Your task
Which lines below contain the word "side"? Copy each one.

Data shown
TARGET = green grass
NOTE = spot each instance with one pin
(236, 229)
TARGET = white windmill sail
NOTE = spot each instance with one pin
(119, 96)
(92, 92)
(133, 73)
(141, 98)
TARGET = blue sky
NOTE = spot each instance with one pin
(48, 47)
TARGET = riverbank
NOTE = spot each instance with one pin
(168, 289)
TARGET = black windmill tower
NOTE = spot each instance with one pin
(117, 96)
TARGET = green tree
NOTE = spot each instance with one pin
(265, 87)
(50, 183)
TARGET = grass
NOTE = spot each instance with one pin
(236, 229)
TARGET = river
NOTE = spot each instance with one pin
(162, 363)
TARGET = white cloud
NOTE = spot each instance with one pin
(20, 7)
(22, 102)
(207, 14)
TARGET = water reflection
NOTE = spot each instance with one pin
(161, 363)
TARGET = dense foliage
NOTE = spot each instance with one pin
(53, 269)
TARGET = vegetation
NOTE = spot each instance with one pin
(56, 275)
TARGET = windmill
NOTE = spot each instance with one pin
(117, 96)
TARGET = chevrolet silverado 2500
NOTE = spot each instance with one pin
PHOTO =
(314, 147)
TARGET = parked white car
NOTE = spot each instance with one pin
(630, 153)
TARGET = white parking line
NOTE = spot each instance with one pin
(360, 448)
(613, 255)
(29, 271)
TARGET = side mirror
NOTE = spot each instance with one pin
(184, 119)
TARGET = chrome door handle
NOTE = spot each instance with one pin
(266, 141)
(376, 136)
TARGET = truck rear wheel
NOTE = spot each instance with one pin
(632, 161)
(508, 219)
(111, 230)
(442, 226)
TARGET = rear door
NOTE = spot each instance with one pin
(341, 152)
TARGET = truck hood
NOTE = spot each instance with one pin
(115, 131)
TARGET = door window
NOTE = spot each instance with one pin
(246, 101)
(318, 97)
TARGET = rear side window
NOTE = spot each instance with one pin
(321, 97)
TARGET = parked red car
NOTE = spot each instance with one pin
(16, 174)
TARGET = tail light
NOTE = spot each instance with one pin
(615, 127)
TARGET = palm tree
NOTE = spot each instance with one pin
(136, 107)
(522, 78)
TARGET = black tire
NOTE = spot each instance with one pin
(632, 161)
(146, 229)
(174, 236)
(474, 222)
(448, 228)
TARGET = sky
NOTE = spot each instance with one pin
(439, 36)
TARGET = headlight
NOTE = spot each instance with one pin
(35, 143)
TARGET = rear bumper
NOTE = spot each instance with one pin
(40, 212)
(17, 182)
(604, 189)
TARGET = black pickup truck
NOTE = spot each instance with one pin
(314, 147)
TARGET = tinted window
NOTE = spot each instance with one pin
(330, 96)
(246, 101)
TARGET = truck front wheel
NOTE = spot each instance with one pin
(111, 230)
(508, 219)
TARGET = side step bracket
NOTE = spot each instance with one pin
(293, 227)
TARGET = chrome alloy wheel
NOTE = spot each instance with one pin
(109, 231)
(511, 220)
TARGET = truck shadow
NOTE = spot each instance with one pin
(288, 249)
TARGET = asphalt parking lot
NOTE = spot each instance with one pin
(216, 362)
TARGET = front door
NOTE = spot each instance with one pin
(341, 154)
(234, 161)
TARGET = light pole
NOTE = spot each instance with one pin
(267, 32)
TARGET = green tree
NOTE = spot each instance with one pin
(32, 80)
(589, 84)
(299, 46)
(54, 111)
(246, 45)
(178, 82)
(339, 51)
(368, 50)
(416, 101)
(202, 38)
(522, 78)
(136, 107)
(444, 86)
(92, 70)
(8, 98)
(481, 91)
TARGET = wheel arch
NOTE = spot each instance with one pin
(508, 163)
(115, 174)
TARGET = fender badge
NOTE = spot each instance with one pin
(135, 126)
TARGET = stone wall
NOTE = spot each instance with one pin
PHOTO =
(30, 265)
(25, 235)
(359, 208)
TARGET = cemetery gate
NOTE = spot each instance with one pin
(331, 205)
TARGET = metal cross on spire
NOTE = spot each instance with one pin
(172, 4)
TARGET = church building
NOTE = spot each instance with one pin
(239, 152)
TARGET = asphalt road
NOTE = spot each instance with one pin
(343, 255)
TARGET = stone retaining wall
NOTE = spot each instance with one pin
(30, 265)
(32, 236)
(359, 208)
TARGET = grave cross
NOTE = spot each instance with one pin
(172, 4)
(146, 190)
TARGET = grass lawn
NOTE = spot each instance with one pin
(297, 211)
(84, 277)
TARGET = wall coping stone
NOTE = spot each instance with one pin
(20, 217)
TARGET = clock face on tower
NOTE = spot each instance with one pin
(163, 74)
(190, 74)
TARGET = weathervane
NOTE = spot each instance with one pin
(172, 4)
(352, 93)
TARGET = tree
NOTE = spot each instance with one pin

Finished task
TARGET = side mirror
TARGET = rear side window
TARGET = side step bracket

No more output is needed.